**Exercise aim**
Rewrite the records from their start through the line containing "hole_rule: even-odd", inclusive, with "vertices" changed to "points" and everything else left unchanged.

Contour labeling records
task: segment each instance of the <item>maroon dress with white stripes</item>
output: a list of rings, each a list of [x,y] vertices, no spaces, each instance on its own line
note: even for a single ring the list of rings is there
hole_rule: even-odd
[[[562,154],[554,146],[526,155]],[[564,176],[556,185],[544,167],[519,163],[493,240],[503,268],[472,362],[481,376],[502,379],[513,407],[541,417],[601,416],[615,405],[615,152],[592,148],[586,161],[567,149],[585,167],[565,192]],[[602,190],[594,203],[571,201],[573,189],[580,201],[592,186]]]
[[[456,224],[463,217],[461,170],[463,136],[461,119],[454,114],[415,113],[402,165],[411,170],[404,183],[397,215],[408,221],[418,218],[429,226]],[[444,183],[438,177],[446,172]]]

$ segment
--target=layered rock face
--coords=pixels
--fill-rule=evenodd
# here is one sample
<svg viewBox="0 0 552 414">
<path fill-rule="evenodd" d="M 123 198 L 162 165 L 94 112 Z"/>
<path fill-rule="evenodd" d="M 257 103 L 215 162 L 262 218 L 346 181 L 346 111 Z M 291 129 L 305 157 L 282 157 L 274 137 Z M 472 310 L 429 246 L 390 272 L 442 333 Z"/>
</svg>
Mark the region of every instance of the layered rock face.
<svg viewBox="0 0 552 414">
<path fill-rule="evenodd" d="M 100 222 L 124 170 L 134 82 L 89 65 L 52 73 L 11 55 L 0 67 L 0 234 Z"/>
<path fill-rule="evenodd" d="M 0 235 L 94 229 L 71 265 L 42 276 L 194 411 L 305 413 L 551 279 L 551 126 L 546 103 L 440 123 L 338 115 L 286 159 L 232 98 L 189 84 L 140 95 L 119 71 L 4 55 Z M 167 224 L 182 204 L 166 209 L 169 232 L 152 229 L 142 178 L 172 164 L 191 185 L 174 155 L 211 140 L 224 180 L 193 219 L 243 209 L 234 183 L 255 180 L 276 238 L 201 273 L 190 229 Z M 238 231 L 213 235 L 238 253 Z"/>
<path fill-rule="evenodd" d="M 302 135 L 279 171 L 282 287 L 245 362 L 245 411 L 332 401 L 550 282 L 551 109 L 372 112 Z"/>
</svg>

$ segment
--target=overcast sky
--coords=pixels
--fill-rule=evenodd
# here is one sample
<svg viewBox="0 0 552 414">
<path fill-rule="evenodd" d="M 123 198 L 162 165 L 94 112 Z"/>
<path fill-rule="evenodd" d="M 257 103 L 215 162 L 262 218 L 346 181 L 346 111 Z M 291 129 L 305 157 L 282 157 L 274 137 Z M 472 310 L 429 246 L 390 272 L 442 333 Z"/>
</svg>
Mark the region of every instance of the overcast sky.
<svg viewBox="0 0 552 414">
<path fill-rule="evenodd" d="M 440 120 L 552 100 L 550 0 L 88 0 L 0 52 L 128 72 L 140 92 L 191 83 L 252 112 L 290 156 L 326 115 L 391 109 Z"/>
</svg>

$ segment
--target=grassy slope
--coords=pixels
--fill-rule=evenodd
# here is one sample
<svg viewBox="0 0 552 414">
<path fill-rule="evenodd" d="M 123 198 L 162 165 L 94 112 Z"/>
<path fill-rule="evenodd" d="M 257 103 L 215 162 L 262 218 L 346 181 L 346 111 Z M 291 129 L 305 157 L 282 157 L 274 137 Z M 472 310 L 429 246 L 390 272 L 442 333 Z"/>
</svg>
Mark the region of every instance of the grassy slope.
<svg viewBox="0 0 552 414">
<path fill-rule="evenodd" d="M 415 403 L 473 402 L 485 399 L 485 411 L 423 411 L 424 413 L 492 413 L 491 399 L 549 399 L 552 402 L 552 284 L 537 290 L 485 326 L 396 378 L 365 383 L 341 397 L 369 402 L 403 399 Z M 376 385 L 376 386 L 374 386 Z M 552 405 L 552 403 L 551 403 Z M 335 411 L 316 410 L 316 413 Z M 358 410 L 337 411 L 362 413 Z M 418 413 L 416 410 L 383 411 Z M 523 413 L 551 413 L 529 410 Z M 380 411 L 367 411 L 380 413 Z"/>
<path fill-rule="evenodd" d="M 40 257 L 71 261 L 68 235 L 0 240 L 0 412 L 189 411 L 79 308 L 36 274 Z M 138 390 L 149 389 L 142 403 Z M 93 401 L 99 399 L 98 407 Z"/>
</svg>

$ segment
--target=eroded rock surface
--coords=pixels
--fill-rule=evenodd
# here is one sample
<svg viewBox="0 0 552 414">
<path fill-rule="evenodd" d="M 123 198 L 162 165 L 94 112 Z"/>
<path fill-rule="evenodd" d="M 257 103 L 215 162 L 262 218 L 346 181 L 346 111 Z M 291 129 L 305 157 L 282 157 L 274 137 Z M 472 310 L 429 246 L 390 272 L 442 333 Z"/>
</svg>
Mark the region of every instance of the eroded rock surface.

**Answer in full**
task: segment each instance of the <item>maroon dress with white stripes</item>
output: a list of rings, each a list of [x,y] points, no spaces, each instance on its own line
note: even for a single ring the list of rings is there
hole_rule: even-odd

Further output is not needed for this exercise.